▶ _Cytowany tekst_:
·····

Redline MotoBlog

Informacje, publicystyka z motoryzacyjnego świata. Bez zbędnych konwenansów.

piątek, 8 listopada 2013

Prekursor



Mija właśnie 14 lat, odkąd BMW zaprezentowało pierwszego SUV-a. A właściwie SAV-a, czyli samochodu sportowo-użytkowego. Obenie na światło dzienne wychodzi jego trzecia generacja, która podnosi poprzeczkę konkurencji jeszcze wyżej.


Czwartkowy wieczór stał pod znakiem niebiesko-białej szachownicy, bowiem miał miejsce przedpremierowy pokaz jednego z najważniejszych modeli bawarskiego producenta – X5. Sam pokaz był bardzo konkretny. Po krótkim wstępie prowadzącego opuszczono zasłony, zza których wyjechały dwa egzemplarze flagowych SUV-ów BMW.

Oba auta były wyposażone w 3 litrowe silniki wysokoprężne, których moc została wywindowana z 245 do 258 KM. Co ten przyrost daje? Prędkość maksymalną na poziomie 230 km/h, zaś przekroczenie pierwszych 100 km/h zajmuje niespełna 7 sekund. Świetne osiągi to efekt nie tylko zwiększenia stada koni pod maską, ale też dość znacznej redukcji wagi – samochód z tą jednostką waży nieco ponad 2 tony (wobec 2150 kg poprzednika).

·····

▶ _Rekordy ze zbioru do etykietowania punktów_:

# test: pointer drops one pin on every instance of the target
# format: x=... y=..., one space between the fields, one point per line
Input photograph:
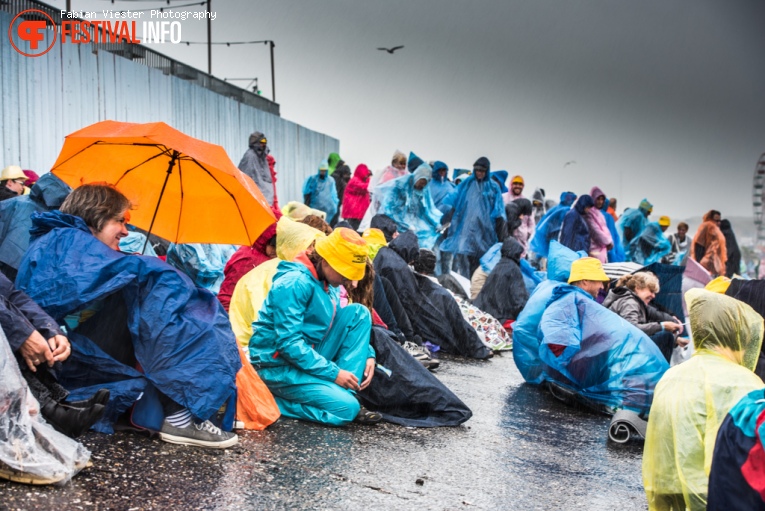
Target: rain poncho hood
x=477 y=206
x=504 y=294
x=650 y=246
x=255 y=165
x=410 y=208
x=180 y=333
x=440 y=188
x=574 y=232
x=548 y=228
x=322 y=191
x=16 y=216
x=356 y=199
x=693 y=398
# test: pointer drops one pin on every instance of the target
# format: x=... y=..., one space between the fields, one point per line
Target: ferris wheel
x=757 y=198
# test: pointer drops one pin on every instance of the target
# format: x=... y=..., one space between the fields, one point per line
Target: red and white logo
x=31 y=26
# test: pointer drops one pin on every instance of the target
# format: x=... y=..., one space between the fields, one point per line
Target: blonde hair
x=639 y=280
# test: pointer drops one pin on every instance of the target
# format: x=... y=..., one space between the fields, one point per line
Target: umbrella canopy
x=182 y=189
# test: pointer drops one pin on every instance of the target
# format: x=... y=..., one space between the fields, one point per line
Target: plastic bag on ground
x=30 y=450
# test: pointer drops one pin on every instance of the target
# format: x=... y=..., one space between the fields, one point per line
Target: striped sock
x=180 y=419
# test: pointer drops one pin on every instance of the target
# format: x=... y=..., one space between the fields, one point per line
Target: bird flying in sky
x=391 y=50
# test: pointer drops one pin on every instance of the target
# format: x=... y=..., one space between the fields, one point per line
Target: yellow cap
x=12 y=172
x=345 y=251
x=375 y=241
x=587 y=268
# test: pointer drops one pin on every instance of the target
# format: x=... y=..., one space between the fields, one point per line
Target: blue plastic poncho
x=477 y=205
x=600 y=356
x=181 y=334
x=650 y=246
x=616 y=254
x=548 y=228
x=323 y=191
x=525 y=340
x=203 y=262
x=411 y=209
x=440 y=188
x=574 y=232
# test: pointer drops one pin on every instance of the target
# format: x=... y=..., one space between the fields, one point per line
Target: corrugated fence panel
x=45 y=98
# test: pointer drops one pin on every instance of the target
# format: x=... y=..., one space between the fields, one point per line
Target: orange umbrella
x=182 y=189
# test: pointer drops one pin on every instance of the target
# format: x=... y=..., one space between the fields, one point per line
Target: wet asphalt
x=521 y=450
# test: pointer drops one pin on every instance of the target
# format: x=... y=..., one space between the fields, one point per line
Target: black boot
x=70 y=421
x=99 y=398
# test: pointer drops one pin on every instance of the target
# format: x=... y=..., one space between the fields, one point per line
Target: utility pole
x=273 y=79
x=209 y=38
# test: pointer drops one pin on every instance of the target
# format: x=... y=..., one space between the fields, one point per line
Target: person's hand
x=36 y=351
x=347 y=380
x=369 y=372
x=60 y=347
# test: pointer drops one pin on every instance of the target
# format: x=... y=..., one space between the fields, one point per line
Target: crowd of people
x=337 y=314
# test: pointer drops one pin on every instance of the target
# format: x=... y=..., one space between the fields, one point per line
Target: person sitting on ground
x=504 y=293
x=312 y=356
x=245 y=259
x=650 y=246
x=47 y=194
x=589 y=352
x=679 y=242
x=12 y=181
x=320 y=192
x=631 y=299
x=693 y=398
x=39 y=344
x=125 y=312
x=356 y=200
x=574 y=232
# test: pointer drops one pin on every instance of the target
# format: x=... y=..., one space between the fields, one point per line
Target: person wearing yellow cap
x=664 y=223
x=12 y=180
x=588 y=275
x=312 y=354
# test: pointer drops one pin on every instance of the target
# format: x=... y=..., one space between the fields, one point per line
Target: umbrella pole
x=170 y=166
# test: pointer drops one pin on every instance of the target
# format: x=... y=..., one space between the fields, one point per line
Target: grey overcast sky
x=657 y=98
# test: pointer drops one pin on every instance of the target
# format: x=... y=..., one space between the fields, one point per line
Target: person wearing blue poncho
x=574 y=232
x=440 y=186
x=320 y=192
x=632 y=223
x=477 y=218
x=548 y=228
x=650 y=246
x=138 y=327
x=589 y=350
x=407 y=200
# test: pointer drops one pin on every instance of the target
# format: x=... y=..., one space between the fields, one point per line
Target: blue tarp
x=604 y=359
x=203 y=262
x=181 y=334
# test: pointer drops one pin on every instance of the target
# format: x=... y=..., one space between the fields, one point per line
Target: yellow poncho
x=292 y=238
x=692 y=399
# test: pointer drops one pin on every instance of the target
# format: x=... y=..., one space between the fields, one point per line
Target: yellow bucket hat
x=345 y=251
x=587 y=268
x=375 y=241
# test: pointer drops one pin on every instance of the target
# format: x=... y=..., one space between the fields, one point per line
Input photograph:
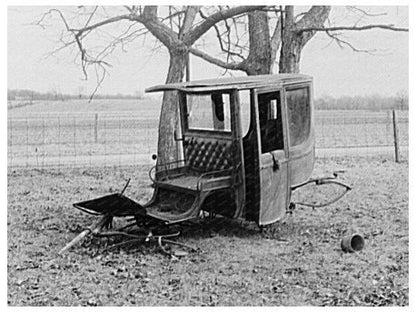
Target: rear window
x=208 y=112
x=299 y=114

·····

▶ _Treść zadania_: Kontynuuj tekst o przedpremierowym pokazie BMW X5, zaczynając od miejsca po jego ostatnim zdaniu.

▶ _Wynik zadania_:
Samo odchudzanie widać też po karoserii. Ta stała się jeszcze mocniej zarysowana, choć nadal można doszukać się stylistycznego nawiązania do bardzo udanego poprzednika. Przede wszystkim rzucają się w oczy okrągłe halogeny, wąski pas atrapy chłodnicy pod dużymi „nerkami”, czy tylne światła uformowane na kształt litery „L”. Wewnątrz właściciele nowych X5 poczują się jak u siebie w domu. Wszystko jest dosłownie tam, gdzie było umiejscowione w poprzedniku, jednak zostało zdecydowanie ulepszone. Panele radia i klimatyzacji są jeszcze czytelniejsze, system iDrive został usprawniony, zaś sam ekran odpowiada wielkością przestrzeni na desce rozdzielczej przed kierownicą. Czytelność zegarów od lat stoi na najwyższym poziomie.


Jednak to w pakiecie sportowym M auto otrzymuje stylistycznego pazura – ostrzej zarysowane zderzaki, gigantyczne końcówki układu wydechowego, czy fantastycznie leżąca w dłoniach kierownica to elementy, które skutecznie zmieniają charakter samochodu. Zainteresowani nowym BMW X5 będą musieli przygotować co najmniej 240 tysięcy złotych. Za te pieniądze otrzymają auto wyposażone w 4 cylindrowego turbodiesla o pojemności 2 litrów. Ci, którzy już się śmieją z nieprzyzwoicie małej pojemności zaskoczy fakt, iż dostarcza on pod prawą stopę 218 KM, czyli tyle, ile oferował 3 litrowy motor pierwszej generacji X5. Najważniejszą jego zaletą są jednak niższe stawki podatkowe, a to nad Wisłą często bardzo ważny argument przy wyborze samochodu.



Ten samochód będzie zamaskowany do końca listopada.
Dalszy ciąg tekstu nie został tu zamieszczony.